# Lat Pulldowns....



## -S-K- (Feb 9, 2008)

Making this thread really because im interested how people do them here. Personally I do them but theres a variety of ways they can be done and people swear by doing it this way or this way etc. So how to do them to best effect in terms of hitting the lats. I've seen a lot of ways for example some people have their hands quite far spaced out but not fully, some have the widest grip possible on the bar and some people always keep their body still and pull down to their chest whilst others will lean back and pull to their chest.

So whats the best way of doing it? Some examples of what I mean from different ways of doing it and possibly not as good methods:

http://gymratz.co.uk/weight-training-gym-equipment/usrimage/glm83-lat-pulldown.jpg

http://www.exercise.wsu.edu/admin/eimages/lat%20pull%20down%20underhand%202.jpg

http://www1.istockphoto.com/file_thumbview_approve/662683/2/istockphoto_662683_lat_pulldown_2.jpg

^Not widest grip






Anyway at my gym, got the same bar as ^ and I will usually do it (due to having long arms) with the widest grip possible.

* **Data provided**:
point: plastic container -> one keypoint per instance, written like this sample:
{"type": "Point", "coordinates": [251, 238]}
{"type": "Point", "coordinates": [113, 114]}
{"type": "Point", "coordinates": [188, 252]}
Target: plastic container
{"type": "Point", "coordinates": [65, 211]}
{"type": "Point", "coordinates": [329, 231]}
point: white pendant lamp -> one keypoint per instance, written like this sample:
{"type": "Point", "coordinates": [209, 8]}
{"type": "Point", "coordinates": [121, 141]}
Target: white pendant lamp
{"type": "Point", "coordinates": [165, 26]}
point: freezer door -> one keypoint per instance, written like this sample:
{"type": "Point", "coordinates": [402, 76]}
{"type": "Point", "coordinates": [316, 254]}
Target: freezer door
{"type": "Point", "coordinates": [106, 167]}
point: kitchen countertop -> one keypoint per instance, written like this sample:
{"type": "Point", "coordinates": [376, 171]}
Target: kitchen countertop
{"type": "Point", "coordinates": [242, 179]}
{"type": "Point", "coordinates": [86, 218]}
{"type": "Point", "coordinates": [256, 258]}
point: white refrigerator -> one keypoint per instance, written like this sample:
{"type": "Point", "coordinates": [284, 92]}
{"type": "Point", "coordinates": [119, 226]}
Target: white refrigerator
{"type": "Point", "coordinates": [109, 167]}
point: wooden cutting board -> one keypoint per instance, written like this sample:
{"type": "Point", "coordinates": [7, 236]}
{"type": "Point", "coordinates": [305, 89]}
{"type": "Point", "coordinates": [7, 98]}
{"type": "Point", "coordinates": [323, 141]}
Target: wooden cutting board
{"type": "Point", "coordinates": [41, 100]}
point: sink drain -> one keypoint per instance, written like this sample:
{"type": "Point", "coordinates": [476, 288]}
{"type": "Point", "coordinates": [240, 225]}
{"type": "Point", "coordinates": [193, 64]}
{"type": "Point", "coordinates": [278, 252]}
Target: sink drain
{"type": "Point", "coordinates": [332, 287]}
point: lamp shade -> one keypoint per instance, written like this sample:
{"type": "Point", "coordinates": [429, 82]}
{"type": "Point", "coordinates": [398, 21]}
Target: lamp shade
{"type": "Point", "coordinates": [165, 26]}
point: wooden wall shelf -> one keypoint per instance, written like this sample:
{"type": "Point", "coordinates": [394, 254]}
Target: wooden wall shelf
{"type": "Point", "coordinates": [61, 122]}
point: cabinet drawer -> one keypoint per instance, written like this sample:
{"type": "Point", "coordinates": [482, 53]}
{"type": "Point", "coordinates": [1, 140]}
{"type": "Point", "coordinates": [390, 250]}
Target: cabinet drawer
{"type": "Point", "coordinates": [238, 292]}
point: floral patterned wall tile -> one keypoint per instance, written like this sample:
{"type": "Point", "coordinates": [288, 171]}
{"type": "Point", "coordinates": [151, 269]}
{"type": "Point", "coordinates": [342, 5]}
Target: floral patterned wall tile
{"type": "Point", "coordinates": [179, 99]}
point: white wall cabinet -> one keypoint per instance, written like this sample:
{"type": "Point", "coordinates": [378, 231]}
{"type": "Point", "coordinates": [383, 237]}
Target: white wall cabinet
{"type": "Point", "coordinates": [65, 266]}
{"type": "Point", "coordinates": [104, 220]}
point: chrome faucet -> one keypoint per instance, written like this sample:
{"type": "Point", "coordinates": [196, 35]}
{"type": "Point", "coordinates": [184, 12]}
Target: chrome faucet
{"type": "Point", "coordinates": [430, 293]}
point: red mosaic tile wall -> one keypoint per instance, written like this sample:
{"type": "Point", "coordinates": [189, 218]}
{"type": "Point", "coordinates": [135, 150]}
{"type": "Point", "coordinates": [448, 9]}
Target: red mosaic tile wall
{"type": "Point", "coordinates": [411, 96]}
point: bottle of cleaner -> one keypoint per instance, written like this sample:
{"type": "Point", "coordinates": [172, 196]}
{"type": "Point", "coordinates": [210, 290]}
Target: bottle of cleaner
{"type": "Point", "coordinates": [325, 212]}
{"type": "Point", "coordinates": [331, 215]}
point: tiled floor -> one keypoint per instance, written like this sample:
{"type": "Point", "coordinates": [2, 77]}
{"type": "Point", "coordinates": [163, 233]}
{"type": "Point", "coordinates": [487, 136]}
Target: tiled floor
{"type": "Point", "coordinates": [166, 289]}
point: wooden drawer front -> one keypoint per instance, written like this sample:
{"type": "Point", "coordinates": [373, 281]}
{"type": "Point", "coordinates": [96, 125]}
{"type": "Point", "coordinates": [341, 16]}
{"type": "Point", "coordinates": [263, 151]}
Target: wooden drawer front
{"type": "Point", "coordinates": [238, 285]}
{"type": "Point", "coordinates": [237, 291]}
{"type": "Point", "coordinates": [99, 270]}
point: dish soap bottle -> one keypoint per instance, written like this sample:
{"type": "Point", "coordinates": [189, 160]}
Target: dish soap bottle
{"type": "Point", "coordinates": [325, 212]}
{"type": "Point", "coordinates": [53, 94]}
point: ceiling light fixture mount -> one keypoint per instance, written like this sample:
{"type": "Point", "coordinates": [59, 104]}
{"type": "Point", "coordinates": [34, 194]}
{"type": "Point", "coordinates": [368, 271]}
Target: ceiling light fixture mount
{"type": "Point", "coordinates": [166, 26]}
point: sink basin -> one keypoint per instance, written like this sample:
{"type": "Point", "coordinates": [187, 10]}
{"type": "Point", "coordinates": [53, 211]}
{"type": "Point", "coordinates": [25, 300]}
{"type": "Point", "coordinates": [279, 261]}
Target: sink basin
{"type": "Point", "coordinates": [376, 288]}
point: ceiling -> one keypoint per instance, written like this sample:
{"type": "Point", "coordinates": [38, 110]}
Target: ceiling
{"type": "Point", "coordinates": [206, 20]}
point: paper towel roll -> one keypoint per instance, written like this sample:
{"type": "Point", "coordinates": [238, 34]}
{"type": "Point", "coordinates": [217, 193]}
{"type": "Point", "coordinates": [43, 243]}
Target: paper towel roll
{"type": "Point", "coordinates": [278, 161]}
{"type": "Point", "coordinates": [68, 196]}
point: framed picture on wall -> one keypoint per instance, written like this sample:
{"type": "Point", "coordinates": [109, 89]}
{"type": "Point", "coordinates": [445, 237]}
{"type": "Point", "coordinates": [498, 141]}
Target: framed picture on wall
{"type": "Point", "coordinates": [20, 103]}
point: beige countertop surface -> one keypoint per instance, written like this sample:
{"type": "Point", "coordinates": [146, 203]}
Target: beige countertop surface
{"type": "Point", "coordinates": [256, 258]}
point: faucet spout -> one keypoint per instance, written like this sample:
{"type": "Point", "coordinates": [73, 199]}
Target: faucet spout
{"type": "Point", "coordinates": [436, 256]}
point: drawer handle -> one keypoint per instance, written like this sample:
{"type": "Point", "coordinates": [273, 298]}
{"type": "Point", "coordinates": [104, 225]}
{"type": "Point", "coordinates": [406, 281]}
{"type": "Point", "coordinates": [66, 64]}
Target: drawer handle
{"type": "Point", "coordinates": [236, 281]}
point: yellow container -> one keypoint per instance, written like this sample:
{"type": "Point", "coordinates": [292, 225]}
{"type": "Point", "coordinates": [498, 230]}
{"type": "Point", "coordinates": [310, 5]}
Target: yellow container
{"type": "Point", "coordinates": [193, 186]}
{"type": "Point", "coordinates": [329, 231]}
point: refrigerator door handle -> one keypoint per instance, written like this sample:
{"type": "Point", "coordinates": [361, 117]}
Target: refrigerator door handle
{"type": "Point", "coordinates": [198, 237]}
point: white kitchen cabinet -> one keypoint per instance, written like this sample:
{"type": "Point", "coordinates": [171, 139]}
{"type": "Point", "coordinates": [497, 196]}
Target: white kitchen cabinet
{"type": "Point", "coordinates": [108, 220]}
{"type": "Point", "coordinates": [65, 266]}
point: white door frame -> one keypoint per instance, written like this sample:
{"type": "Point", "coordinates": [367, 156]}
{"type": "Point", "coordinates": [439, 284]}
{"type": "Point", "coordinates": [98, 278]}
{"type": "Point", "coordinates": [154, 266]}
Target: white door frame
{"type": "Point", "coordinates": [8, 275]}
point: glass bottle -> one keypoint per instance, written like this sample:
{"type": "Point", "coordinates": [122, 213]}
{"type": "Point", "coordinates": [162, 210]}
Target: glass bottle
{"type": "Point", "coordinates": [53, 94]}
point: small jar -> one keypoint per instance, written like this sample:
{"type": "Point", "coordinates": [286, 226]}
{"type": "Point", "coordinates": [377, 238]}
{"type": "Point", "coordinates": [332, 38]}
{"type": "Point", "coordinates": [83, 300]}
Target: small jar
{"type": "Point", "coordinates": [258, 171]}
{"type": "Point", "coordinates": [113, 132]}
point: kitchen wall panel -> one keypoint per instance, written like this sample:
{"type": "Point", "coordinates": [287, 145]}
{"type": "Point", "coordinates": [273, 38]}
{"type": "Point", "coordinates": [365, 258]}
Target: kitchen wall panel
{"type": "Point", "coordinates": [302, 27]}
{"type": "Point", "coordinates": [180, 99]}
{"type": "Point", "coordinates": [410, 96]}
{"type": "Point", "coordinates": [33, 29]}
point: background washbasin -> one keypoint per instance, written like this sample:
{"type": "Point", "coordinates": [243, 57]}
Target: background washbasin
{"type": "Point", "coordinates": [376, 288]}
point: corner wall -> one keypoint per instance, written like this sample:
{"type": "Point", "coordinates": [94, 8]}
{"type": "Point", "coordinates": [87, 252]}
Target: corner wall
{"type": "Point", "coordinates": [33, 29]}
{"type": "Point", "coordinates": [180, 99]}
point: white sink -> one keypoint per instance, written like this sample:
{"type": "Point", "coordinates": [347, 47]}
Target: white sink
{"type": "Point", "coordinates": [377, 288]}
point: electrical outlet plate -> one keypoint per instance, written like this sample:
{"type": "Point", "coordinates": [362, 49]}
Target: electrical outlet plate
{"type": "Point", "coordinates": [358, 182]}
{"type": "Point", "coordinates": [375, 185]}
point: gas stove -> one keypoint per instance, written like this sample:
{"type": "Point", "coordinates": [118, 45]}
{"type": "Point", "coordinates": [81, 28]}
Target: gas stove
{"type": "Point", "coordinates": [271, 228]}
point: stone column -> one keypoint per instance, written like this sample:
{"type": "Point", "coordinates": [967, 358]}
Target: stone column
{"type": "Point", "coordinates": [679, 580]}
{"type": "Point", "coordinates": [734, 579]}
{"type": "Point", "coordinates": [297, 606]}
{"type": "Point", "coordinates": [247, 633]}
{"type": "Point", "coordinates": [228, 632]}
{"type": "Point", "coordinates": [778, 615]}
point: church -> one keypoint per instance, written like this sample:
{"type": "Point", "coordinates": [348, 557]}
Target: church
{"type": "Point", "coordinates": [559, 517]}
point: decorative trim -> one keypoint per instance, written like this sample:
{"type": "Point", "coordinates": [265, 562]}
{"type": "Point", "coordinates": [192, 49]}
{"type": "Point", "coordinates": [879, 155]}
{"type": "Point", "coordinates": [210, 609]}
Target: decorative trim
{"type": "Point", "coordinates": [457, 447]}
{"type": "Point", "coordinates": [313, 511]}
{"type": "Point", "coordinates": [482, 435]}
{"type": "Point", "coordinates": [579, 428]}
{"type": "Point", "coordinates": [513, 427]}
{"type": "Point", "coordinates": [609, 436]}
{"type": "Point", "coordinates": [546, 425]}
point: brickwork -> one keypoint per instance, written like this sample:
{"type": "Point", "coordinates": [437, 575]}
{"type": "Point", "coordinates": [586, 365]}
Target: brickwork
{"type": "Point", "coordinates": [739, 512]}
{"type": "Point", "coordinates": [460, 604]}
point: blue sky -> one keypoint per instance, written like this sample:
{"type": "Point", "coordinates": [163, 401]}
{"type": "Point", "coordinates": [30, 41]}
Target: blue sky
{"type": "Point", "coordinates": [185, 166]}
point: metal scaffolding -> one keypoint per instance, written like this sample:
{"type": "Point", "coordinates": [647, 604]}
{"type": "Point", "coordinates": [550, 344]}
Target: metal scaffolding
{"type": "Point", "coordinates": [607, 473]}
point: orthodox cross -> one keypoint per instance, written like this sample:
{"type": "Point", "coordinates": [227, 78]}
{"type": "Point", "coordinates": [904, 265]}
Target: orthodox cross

* **Stated exercise A**: List every web address that appears in the forum post about lat pulldowns.
* **Stated exercise B**: Reproduce the forum post about lat pulldowns word for word, starting at "Making this thread" up to and including "to their chest.".

* **Result A**:
http://gymratz.co.uk/weight-training-gym-equipment/usrimage/glm83-lat-pulldown.jpg
http://www.exercise.wsu.edu/admin/eimages/lat%20pull%20down%20underhand%202.jpg
http://www1.istockphoto.com/file_thumbview_approve/662683/2/istockphoto_662683_lat_pulldown_2.jpg

* **Result B**:
Making this thread really because im interested how people do them here. Personally I do them but theres a variety of ways they can be done and people swear by doing it this way or this way etc. So how to do them to best effect in terms of hitting the lats. I've seen a lot of ways for example some people have their hands quite far spaced out but not fully, some have the widest grip possible on the bar and some people always keep their body still and pull down to their chest whilst others will lean back and pull to their chest.